DOCUMENT EXCERPT:
** START **
This is illustrated in Fig. 5, for the delayed 2-bit XOR task, for general bit sequence recognition tasks and for the nonlinear signal equalization task. For the recognition tasks, the output needs to be 1 when observing certain target sequences of an idealized OOK 32GHz optical signal, and 0 for the non-target sequences. The results show that the readouts achieve good performance at both trained wavelength channels for all 10 different reservoirs.

In Fig. 6 we visualize the eye diagrams of nonlinear signal equalization performed for 2 wavelengths in parallel through multiple wavelength training for one specific reservoir. It is clear that compared to the orignal eye diagram, the eye diagrams at both wavelengths are much improved.

Fig. 6. Multiple-wavelength training for nonlinear signal equalization. (a) Eye diagram for original data stream after 2000km long dispersion- and loss-compensated optical fiber with Kerr nonlinearity. (b) Eye diagram after reservoir for wavelength 1552.4239 nm. (c) Eye diagram after reservoir for wavelength 1552.5244 nm.

Download Full Size | PDF

4. Mitigating laser wavelength drift

The input laser wavelength can drift over time, moving away from the optimal performance point, which can be a problem if the operating range is rather narrow. Therefore, in this section, we aim to enlarge the wavelength range over which good performance is achieved. Note that we suppose that this drift takes place on timescales much larger than the bit period. If not, the reservoir dynamics would be significantly altered compared to those used for training the readout, which would be detrimental to the performance.
** END **
List every task that the excerpt on reservoir computing says is illustrated in Fig. 5.

DATA EXCERPTS:
** START **
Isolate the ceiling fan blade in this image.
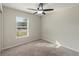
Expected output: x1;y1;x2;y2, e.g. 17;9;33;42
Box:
33;12;37;14
42;12;46;15
43;9;54;11
27;8;37;11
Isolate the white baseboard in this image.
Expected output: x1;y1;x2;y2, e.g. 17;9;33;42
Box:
2;39;39;51
62;45;79;53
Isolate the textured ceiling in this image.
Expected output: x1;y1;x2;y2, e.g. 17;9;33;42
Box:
3;3;79;13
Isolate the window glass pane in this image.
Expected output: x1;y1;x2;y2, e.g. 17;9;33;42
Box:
16;16;27;37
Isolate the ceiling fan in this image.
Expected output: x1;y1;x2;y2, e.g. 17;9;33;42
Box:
28;3;54;15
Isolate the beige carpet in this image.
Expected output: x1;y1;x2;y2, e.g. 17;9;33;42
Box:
2;40;63;56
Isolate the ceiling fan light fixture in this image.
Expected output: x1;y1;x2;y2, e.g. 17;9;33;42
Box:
37;11;43;14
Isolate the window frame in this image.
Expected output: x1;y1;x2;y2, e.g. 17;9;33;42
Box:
16;16;29;39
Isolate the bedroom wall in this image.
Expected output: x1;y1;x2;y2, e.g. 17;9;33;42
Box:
0;3;2;55
0;13;2;55
41;6;79;52
3;7;40;49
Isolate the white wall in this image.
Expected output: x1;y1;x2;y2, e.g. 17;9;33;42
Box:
0;13;2;55
3;8;40;49
41;6;79;51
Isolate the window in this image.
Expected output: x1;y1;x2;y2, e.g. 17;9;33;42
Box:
16;16;28;38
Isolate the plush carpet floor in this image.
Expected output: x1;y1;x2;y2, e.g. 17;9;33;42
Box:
2;40;79;56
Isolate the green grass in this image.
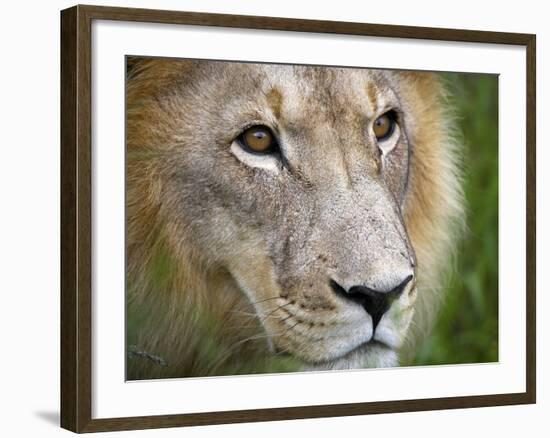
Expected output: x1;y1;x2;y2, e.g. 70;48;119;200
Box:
127;73;498;374
414;73;498;365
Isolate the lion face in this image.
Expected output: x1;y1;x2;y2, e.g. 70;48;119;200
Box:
132;62;424;368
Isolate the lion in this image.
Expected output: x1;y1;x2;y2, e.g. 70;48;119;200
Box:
126;57;464;379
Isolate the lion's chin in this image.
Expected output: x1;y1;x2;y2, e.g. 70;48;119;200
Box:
302;341;399;371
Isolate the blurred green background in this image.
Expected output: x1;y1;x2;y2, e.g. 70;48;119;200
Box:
127;69;498;378
412;73;498;365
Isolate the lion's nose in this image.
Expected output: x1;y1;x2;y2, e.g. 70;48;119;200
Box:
330;275;413;332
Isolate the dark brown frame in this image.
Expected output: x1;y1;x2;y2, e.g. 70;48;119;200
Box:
61;5;536;432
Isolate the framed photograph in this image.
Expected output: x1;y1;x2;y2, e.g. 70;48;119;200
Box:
61;6;536;432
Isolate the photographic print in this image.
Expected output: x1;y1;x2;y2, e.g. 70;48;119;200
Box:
125;56;499;380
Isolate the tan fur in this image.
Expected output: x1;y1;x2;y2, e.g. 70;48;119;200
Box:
126;58;462;379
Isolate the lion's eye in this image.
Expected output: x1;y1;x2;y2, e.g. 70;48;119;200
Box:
237;125;278;154
372;111;396;141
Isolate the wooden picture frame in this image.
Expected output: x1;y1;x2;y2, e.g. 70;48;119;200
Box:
61;6;536;432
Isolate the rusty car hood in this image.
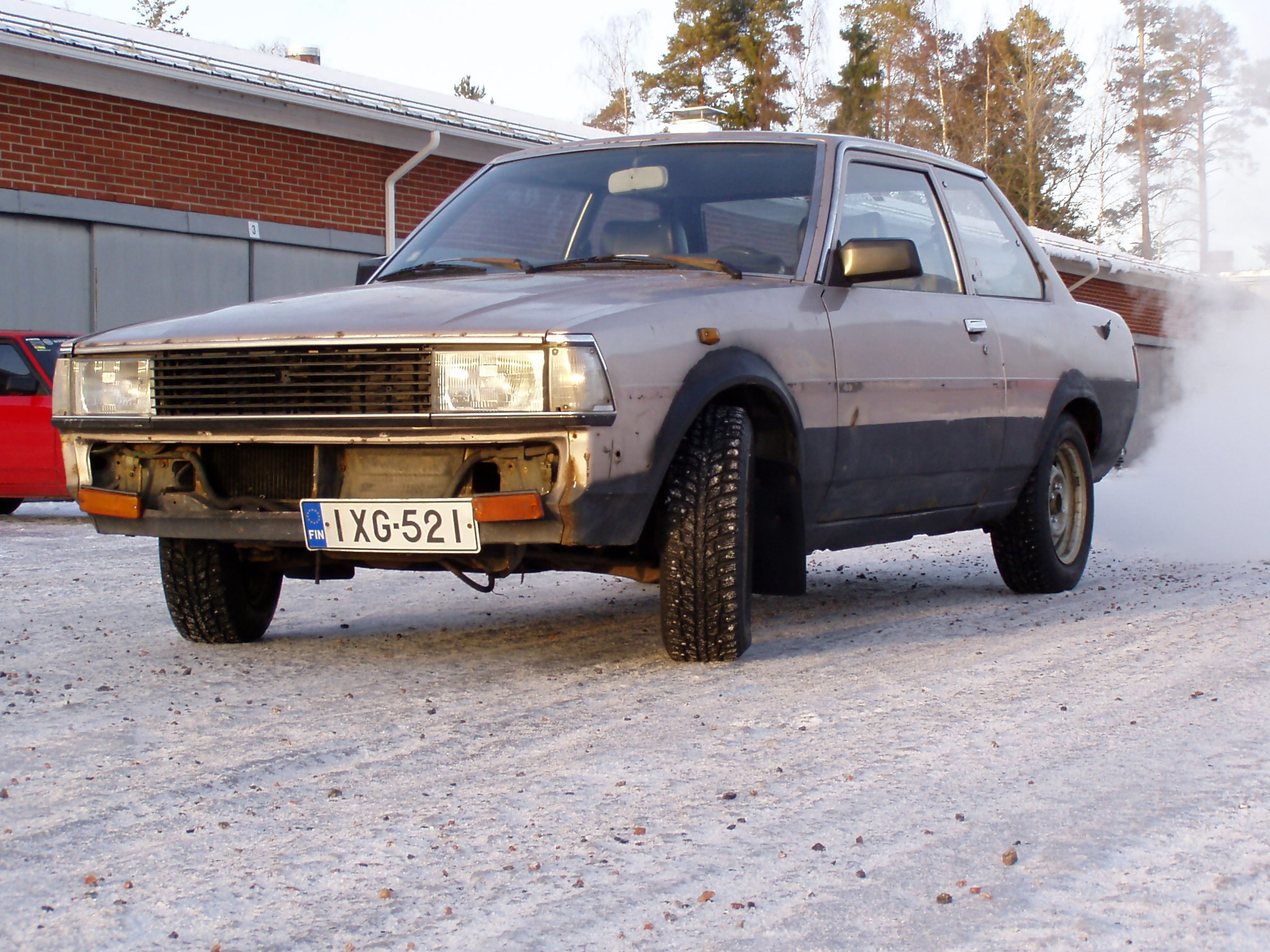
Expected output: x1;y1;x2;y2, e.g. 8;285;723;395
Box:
75;271;789;353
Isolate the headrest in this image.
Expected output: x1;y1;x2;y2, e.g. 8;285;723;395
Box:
599;221;675;255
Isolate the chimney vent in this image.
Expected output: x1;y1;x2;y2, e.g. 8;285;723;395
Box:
287;45;321;66
670;106;728;132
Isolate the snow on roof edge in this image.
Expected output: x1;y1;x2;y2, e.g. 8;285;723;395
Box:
0;0;608;145
1029;228;1200;280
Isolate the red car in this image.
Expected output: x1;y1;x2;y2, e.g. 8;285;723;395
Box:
0;330;72;516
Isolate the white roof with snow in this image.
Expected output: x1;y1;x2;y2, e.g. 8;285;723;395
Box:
1031;228;1199;287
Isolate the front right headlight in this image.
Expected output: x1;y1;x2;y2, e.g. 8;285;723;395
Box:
70;357;155;416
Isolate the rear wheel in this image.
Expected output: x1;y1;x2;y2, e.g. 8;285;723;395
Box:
159;538;282;645
992;414;1093;594
662;406;754;662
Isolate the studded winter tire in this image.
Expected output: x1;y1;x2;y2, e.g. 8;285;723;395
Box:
992;414;1093;594
159;538;282;645
661;406;754;662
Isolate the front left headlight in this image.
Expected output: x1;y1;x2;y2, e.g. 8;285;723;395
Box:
433;343;613;413
70;357;155;416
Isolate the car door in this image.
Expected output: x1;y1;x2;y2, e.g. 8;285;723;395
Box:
938;171;1070;510
821;156;1004;521
20;334;71;496
0;337;54;498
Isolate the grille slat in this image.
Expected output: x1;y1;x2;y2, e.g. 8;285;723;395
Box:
154;344;432;416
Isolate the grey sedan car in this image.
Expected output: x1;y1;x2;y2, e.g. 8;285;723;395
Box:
54;133;1138;662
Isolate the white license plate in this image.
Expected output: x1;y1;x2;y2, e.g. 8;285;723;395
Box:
300;499;480;552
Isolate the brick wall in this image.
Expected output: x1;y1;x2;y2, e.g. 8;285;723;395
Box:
1059;272;1168;337
0;76;480;234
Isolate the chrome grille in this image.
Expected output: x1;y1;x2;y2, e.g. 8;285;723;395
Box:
154;344;432;416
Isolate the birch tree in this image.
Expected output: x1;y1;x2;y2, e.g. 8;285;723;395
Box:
582;12;648;136
1111;0;1177;259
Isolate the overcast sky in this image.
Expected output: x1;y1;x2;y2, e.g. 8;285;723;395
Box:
58;0;1270;268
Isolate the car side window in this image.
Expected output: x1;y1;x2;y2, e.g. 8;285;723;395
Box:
838;161;961;294
0;340;35;386
940;171;1045;301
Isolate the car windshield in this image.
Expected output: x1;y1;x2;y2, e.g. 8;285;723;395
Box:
26;338;67;379
378;142;817;279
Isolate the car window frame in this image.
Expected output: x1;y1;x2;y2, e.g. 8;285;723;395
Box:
935;166;1057;303
367;134;837;283
816;142;972;297
14;330;76;392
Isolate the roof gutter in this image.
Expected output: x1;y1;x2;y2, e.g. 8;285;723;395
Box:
0;9;578;148
383;129;440;255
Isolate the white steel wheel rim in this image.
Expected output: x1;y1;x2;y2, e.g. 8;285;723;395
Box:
1048;441;1088;565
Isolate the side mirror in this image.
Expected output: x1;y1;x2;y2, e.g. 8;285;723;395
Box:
830;239;922;287
4;376;40;396
356;255;387;284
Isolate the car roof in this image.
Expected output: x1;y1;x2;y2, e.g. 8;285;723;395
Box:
490;129;987;179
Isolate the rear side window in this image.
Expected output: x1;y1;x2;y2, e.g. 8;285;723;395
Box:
941;171;1045;301
0;340;33;388
26;338;66;379
838;163;961;294
701;196;812;274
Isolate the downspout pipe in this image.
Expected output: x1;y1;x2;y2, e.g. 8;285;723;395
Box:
383;129;440;255
1067;260;1102;290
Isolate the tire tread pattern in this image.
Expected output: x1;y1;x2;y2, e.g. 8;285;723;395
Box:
159;538;282;645
661;405;753;662
992;415;1093;595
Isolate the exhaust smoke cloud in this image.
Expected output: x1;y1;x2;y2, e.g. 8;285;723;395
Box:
1095;292;1270;562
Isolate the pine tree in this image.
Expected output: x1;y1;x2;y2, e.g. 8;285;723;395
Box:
635;0;725;117
824;19;881;138
1163;3;1244;271
987;6;1084;235
719;0;803;129
1111;0;1177;259
843;0;940;148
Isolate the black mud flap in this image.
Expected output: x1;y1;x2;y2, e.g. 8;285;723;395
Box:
753;459;807;595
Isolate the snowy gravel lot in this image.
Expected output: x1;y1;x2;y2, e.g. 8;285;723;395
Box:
0;504;1270;952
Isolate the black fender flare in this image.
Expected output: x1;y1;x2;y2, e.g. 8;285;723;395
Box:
565;347;804;559
649;347;803;488
1029;369;1115;481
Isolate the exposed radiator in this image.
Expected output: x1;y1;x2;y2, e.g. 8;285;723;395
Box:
202;443;314;500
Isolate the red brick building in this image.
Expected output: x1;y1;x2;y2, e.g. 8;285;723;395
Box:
0;0;599;331
1033;228;1200;457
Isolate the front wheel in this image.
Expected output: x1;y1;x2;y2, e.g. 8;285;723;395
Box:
992;414;1093;594
159;538;282;645
662;406;754;662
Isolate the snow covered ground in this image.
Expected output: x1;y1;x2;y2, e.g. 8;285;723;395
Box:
0;504;1270;952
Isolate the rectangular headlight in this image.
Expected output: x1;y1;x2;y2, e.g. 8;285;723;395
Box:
71;357;155;416
549;344;613;414
433;348;546;413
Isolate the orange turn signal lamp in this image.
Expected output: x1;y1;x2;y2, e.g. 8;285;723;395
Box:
76;486;141;519
472;493;543;521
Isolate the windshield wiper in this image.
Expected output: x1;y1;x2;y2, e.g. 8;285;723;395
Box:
533;254;741;280
376;258;535;283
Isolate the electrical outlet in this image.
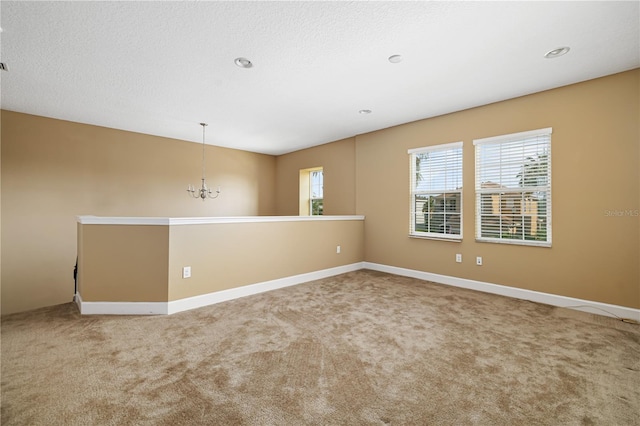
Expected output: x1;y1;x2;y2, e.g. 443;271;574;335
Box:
182;266;191;278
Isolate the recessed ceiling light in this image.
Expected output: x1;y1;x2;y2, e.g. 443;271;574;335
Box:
544;46;571;59
233;58;253;68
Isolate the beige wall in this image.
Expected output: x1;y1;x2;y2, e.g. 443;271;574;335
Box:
1;110;276;314
355;70;640;308
78;218;364;303
1;70;640;313
78;224;169;302
169;220;364;300
276;138;356;216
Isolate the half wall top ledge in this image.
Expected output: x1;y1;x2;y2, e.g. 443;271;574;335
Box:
77;215;364;225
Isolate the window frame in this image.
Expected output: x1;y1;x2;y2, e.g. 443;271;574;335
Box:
473;127;553;247
407;141;464;242
309;167;324;216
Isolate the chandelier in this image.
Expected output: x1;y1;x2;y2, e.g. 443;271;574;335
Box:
187;123;220;201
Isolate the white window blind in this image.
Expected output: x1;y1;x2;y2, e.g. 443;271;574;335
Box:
409;142;462;240
473;128;552;246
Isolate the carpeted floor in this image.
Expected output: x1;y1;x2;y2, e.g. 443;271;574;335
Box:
1;270;640;426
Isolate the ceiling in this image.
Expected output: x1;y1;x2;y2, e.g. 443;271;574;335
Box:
0;0;640;155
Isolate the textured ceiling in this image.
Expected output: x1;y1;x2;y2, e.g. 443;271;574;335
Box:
0;1;640;154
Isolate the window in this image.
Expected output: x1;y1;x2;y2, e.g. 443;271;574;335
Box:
473;128;552;246
299;167;324;216
309;169;324;216
409;142;462;240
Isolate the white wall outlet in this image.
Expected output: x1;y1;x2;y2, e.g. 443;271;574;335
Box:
182;266;191;278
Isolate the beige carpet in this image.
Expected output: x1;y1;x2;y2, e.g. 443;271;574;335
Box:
1;271;640;426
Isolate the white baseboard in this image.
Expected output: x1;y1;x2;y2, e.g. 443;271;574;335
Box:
76;262;362;315
168;262;362;314
362;262;640;322
75;262;640;322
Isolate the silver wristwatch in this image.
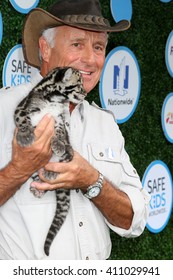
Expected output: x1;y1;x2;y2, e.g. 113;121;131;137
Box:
84;173;103;199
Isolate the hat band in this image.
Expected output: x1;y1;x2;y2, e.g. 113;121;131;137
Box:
59;15;110;27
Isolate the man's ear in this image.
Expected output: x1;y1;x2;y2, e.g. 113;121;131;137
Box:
39;36;51;62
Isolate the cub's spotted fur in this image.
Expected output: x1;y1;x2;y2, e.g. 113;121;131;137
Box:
14;67;86;255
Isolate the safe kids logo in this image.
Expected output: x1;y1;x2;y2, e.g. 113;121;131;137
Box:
165;31;173;77
0;12;3;45
161;92;173;143
2;44;38;86
142;160;173;233
10;0;39;14
99;46;141;123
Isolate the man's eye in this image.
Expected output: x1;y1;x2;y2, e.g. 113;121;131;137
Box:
95;45;105;52
73;43;80;47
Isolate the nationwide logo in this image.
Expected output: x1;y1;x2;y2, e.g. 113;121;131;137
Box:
161;92;173;143
99;47;140;123
10;0;39;14
113;57;129;96
2;44;38;86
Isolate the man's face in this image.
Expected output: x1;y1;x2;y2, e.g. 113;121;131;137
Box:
41;26;107;92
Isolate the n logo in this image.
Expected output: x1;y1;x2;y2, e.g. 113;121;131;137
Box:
113;57;129;96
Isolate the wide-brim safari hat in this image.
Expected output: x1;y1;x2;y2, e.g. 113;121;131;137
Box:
22;0;130;68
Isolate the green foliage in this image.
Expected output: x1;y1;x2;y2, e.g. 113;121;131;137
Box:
0;0;173;260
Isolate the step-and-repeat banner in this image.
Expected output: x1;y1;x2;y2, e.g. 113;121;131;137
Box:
0;0;173;237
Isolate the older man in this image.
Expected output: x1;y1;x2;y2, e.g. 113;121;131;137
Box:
0;0;149;259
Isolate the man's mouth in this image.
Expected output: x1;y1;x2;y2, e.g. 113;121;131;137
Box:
79;70;92;75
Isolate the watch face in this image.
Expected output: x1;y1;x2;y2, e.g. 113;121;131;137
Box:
88;186;100;197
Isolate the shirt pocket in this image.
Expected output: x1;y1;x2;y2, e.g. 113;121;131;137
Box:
88;143;139;186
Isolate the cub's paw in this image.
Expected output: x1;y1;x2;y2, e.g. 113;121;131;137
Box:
30;186;45;198
16;130;34;147
42;170;58;180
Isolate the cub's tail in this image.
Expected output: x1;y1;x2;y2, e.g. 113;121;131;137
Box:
44;189;70;256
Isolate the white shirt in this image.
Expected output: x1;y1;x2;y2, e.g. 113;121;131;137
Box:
0;71;149;260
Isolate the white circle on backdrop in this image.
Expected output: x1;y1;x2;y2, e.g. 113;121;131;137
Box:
165;31;173;77
161;92;173;143
2;44;38;87
10;0;39;14
142;160;173;233
99;46;141;123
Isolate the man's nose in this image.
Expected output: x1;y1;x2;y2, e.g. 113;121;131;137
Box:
81;46;95;63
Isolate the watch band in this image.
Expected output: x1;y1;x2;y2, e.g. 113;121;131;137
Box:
84;172;104;199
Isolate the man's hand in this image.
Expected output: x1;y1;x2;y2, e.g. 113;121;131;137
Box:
29;152;99;191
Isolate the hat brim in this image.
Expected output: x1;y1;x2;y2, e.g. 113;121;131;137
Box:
22;8;130;68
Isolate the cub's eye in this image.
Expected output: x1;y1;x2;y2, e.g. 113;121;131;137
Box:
73;42;80;48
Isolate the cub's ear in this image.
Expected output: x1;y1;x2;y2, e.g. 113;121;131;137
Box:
62;68;73;83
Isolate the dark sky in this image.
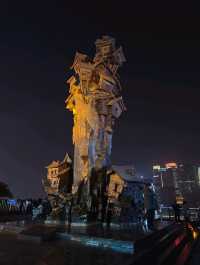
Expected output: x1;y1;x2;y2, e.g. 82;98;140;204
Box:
0;1;200;197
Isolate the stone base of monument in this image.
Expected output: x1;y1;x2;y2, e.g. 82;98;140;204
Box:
18;225;60;243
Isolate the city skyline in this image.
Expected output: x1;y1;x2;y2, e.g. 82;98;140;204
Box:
0;3;200;197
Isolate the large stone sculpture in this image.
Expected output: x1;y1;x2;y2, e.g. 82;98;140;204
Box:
66;36;125;221
66;36;125;185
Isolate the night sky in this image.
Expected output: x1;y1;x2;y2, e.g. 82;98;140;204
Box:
0;1;200;197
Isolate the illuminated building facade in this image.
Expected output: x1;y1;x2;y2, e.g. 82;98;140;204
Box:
153;162;200;206
43;154;73;195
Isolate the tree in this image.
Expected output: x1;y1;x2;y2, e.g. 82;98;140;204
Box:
0;182;13;197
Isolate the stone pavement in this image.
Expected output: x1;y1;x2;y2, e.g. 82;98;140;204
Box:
0;232;67;265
** END **
RESPONSE TO THIS EXERCISE:
- The delayed 2-bit XOR task
- General bit sequence recognition tasks
- The nonlinear signal equalization task